WHAT IS REQUIRED: Line by line, transcribe the material shown below exactly.

DATA SHOWN:
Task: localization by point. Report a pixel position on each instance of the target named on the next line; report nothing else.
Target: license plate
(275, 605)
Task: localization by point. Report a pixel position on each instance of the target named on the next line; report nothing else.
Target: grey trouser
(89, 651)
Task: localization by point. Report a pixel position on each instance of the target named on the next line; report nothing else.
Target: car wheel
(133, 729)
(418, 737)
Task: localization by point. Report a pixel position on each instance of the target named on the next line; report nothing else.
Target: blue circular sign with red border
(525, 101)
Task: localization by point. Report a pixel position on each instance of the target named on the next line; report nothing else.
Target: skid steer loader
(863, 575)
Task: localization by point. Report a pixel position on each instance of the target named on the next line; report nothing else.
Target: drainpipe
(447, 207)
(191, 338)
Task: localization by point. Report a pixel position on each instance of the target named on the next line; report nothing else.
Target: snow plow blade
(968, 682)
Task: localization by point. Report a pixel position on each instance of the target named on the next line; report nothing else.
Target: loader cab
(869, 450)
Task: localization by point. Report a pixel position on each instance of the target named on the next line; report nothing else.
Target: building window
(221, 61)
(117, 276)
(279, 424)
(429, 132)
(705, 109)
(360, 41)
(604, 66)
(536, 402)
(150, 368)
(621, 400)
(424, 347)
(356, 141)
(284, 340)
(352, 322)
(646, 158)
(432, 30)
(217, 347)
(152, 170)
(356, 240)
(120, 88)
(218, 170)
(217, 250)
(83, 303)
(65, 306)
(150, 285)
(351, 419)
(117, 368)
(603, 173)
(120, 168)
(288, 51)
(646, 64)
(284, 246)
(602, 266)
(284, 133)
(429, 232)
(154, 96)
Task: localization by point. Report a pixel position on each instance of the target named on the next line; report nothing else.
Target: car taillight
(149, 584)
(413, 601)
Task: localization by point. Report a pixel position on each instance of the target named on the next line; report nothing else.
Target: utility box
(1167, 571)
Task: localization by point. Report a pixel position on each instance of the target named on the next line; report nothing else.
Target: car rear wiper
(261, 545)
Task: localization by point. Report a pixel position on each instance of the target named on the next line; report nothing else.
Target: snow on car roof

RESPONSE:
Task: localization by point. Report a pixel position on each instance of the target named on the next line; report nothing else.
Target: license plate
(275, 605)
Task: localization by point. Report a pixel position on each instance of the target named on the next line; report nothing else.
Target: grey trouser
(89, 651)
Task: localization by point. Report a pixel position on each instance of the target named on the next line; report nothing else.
Target: car wheel
(133, 729)
(418, 737)
Task: localization by point. Report a pixel position on each instance of the target named on the next line; report nothing else.
Target: blue circular sign with red border
(525, 101)
Task: localization by point. Report a pixel position on each instance of the target named on the next line; report nothing else.
Target: skid steer loader
(863, 575)
Task: localization by point. Report a pixel position on each instance of the target named on the next line; report nothing else.
Target: drainpipe
(447, 207)
(191, 338)
Task: localization by point. Report a pixel position on each instance of the target named on the next line; report nothing else.
Target: snow plow blade
(968, 682)
Task: localization by point. Report a pixel position on each instance of the target named on the next line; report nothing else.
Target: loader cab
(869, 450)
Task: localization by point. Report a pixel position on each instance of the target named on the next line; report nothing else.
Target: building window
(221, 61)
(117, 276)
(279, 424)
(429, 132)
(705, 109)
(360, 41)
(604, 66)
(536, 402)
(150, 368)
(621, 400)
(424, 347)
(356, 141)
(284, 340)
(352, 322)
(646, 158)
(432, 30)
(217, 347)
(152, 170)
(356, 240)
(120, 88)
(218, 170)
(217, 250)
(83, 303)
(65, 306)
(150, 285)
(351, 419)
(117, 368)
(603, 173)
(120, 168)
(288, 51)
(646, 64)
(284, 246)
(602, 266)
(284, 133)
(429, 232)
(154, 96)
Task: localization by point. Report a pixel position on each instance of the target named on the next line; report nothing else.
Target: car taillight
(149, 584)
(413, 601)
Task: localization by point. Report a pixel position on each instance of the target named on the next line; report nothing else.
Target: utility box
(1167, 571)
Task: localization by point. Report a pixel position on each instance of the target named on the next line; report nothing else.
Target: car rear wiper
(261, 545)
Task: localization by point. Report a pixel position on each instance of the target named on the next line; report nothing else.
Target: snow on car roof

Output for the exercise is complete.